BEGIN Data

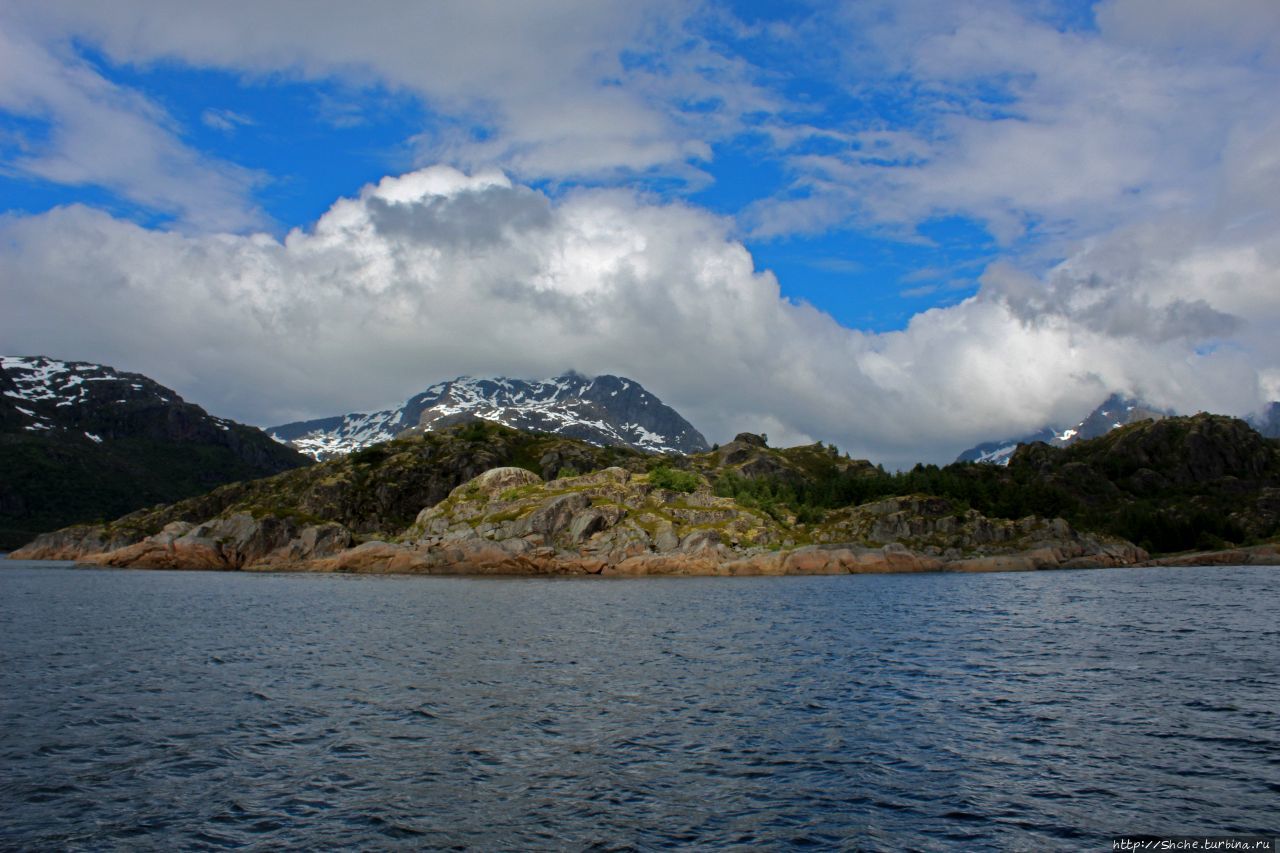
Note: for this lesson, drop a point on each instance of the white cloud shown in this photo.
(435, 274)
(566, 89)
(224, 121)
(100, 133)
(1010, 121)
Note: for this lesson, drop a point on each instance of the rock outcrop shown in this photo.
(615, 521)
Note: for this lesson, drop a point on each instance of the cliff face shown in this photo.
(481, 498)
(508, 520)
(83, 442)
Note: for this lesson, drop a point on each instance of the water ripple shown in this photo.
(215, 711)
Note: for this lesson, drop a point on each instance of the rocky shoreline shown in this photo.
(613, 523)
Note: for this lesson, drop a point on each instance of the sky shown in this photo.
(901, 227)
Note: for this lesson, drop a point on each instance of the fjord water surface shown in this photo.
(152, 710)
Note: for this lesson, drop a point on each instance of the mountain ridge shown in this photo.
(83, 441)
(604, 410)
(1116, 410)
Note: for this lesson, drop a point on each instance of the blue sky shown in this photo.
(976, 215)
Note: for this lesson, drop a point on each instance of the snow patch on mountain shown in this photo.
(602, 410)
(1114, 413)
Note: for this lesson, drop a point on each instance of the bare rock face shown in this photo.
(510, 521)
(71, 543)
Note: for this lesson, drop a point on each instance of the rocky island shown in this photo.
(483, 498)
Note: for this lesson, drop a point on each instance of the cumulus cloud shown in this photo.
(566, 89)
(438, 273)
(1027, 126)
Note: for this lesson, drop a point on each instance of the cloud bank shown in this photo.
(439, 273)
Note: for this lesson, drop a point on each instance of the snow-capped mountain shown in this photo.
(1267, 422)
(1114, 411)
(603, 410)
(83, 442)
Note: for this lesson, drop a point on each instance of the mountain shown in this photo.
(1115, 411)
(83, 442)
(608, 411)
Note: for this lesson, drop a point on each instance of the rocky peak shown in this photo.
(603, 410)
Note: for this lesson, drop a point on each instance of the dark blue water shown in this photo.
(195, 710)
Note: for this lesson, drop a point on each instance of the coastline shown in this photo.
(487, 560)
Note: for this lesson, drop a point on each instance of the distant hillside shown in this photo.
(609, 411)
(85, 442)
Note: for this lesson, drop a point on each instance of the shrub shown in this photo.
(676, 480)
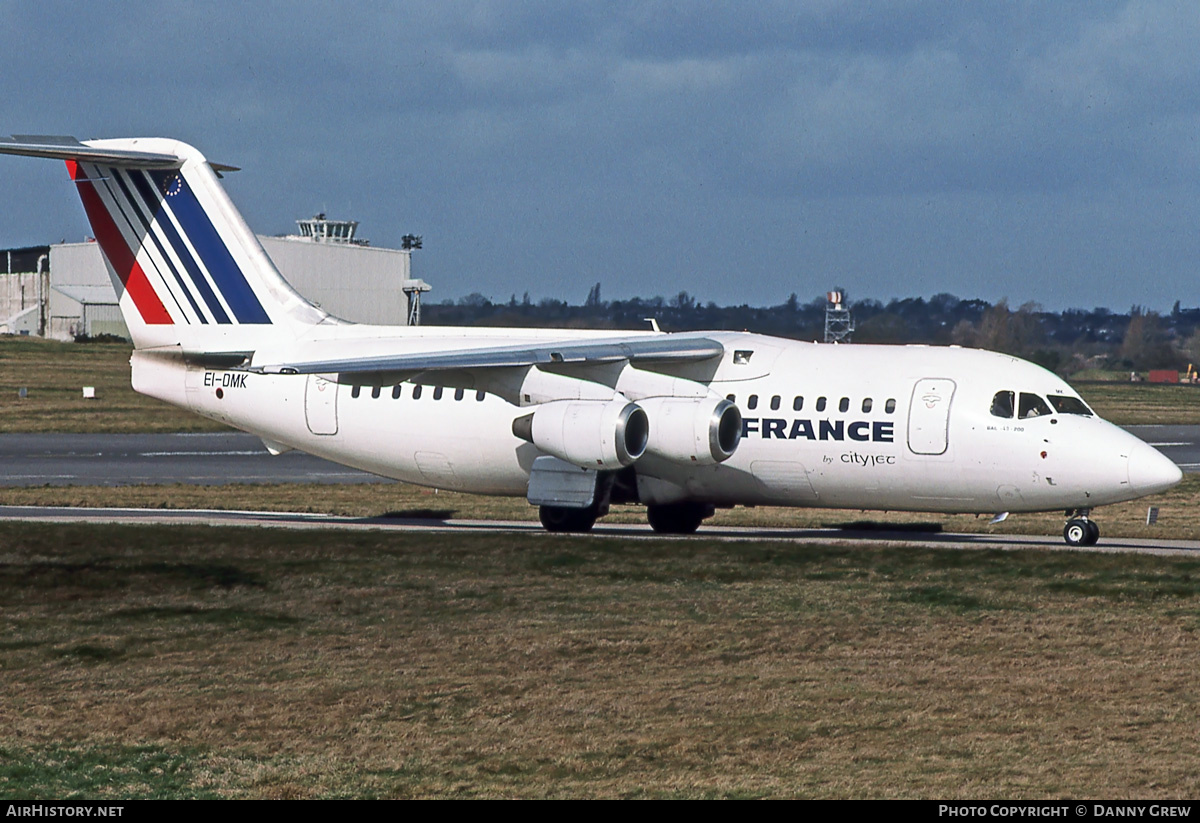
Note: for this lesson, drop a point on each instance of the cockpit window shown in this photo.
(1067, 404)
(1032, 406)
(1002, 404)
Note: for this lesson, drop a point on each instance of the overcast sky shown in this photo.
(1037, 151)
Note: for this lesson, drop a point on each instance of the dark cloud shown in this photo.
(1037, 151)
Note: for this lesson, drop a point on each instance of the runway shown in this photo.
(406, 526)
(123, 460)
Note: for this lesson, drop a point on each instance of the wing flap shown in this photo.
(635, 349)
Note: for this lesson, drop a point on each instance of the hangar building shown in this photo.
(64, 290)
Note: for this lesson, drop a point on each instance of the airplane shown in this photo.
(577, 420)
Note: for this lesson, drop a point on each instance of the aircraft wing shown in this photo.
(657, 348)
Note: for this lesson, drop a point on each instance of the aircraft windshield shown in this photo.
(1032, 406)
(1066, 404)
(1002, 404)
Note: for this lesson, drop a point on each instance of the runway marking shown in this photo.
(253, 452)
(193, 517)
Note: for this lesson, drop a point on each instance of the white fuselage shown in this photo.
(840, 426)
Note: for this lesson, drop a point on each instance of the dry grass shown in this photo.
(54, 374)
(1179, 509)
(237, 662)
(1141, 403)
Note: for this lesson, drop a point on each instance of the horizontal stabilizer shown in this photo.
(651, 348)
(69, 148)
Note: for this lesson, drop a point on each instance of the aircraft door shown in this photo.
(321, 404)
(929, 415)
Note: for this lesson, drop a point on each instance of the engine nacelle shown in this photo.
(593, 434)
(693, 430)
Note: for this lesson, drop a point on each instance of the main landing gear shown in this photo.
(677, 517)
(573, 521)
(1080, 530)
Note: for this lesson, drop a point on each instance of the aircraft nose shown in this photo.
(1150, 472)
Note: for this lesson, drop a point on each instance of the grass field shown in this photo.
(54, 374)
(265, 664)
(1179, 508)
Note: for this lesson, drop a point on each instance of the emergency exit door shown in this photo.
(929, 415)
(321, 404)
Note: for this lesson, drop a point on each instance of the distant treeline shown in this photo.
(1066, 341)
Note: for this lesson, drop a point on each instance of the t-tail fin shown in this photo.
(186, 268)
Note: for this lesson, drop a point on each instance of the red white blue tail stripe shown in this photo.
(166, 252)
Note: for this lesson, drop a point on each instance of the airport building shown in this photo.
(64, 290)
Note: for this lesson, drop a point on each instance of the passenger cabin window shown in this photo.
(1002, 404)
(1032, 406)
(1067, 404)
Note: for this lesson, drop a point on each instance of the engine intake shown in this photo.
(693, 430)
(593, 434)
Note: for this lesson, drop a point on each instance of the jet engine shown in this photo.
(593, 434)
(693, 430)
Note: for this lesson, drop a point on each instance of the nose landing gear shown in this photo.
(1080, 530)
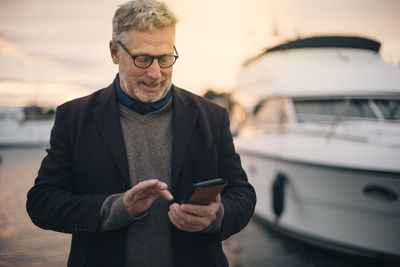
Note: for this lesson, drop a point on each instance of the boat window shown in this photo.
(330, 109)
(390, 109)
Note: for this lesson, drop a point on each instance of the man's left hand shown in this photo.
(194, 218)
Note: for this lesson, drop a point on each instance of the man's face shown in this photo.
(150, 84)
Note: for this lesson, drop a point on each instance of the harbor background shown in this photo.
(24, 244)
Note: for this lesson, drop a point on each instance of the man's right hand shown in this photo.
(139, 198)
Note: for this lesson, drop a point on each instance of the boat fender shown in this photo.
(278, 194)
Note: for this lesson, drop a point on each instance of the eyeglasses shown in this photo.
(144, 61)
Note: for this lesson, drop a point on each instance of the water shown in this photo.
(23, 244)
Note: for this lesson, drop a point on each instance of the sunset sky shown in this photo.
(51, 51)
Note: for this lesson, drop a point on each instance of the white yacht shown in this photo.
(25, 126)
(321, 142)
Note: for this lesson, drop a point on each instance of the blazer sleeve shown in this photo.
(51, 203)
(239, 198)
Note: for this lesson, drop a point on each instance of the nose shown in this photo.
(154, 70)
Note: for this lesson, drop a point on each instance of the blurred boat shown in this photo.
(321, 142)
(25, 126)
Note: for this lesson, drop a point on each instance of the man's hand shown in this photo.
(139, 198)
(194, 218)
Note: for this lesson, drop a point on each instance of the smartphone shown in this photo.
(204, 192)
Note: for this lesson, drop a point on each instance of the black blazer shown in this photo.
(86, 162)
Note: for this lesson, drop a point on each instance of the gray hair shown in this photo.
(142, 15)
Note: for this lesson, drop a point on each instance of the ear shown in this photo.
(114, 52)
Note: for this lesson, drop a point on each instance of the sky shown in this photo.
(53, 51)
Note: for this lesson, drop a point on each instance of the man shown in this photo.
(122, 160)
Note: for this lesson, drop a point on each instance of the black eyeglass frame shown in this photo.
(152, 57)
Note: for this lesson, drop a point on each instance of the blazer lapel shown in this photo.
(183, 126)
(106, 115)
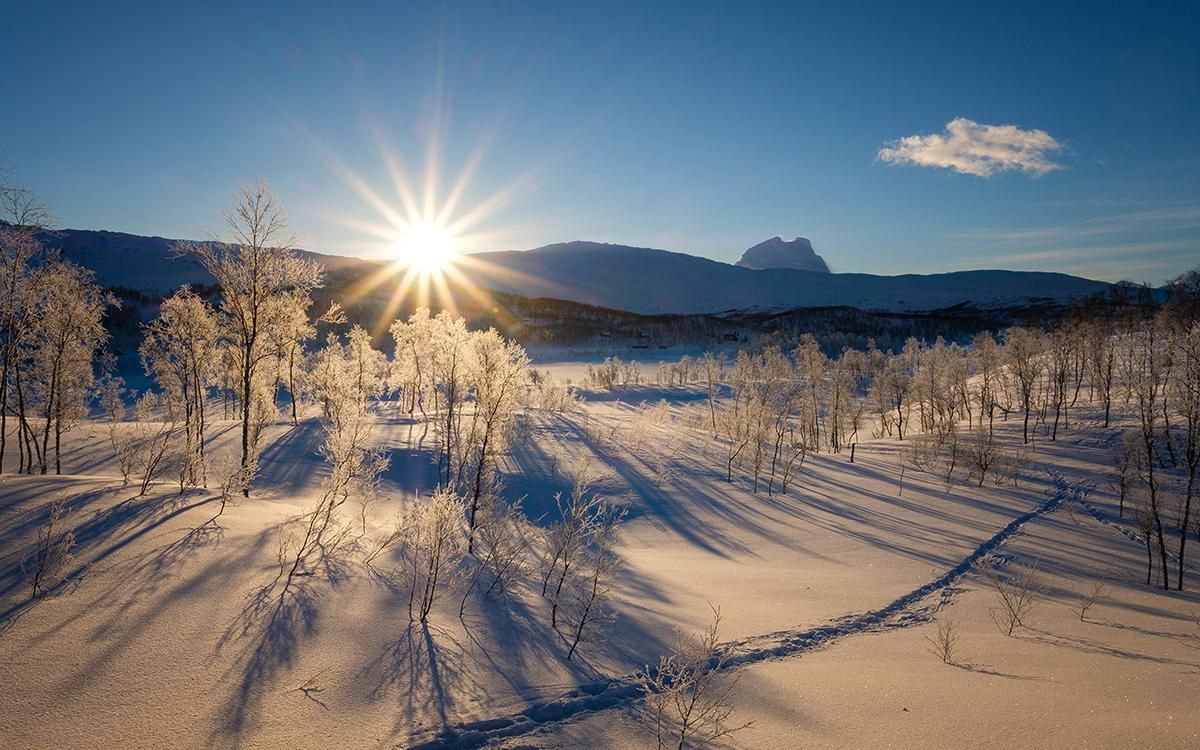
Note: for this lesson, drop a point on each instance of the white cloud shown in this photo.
(982, 150)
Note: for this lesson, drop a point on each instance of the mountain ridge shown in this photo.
(642, 280)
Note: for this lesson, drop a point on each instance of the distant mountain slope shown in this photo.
(654, 281)
(148, 263)
(779, 253)
(635, 279)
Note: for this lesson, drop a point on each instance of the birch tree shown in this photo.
(263, 280)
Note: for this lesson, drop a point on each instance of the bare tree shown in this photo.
(263, 280)
(433, 544)
(52, 556)
(1126, 468)
(591, 589)
(67, 333)
(19, 252)
(156, 427)
(121, 437)
(1185, 391)
(945, 642)
(179, 351)
(1087, 599)
(568, 538)
(1023, 353)
(1017, 597)
(497, 373)
(690, 697)
(503, 550)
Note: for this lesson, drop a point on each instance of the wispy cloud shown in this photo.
(1152, 220)
(1145, 245)
(983, 150)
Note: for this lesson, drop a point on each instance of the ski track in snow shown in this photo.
(621, 691)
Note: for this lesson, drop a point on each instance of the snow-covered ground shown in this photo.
(162, 637)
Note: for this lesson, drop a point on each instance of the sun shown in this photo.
(426, 247)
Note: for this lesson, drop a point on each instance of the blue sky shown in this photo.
(691, 126)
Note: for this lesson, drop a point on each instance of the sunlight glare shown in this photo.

END Data

Instructions for the task:
Every line from the line containing "birch tree shown in this photo." to the last line of the material above must be repeated exactly, and no other line.

Answer to this task:
Note: for this lesson, drop a point on each instance of the birch tree shown in this photo.
(263, 280)
Note: for this lesson, drop a point on each instance of the bare tree shown in this photo.
(263, 280)
(433, 544)
(52, 556)
(1126, 468)
(591, 589)
(67, 333)
(19, 252)
(156, 427)
(121, 437)
(1185, 391)
(945, 642)
(179, 351)
(1087, 599)
(568, 538)
(1023, 353)
(1017, 597)
(497, 373)
(690, 697)
(503, 550)
Note: for this lesson, drop a point on each instance of the wispy cloud shown in this photo.
(1152, 220)
(1145, 245)
(983, 150)
Note: for this lesson, drop a point on each instance of the ski track in snow shown in this photo.
(621, 691)
Note: for this lesson, drop a point on each instance of the snow-covered ground shown in this photo.
(162, 637)
Note: for this lesson, drop a point on each instance of the sun shown in this photo.
(426, 247)
Note: for this lesson, drop a point on each instance of the blue sky shown in this photo.
(691, 126)
Note: for this lesson, drop a point on each instance of the sunlight glare shown in this photo.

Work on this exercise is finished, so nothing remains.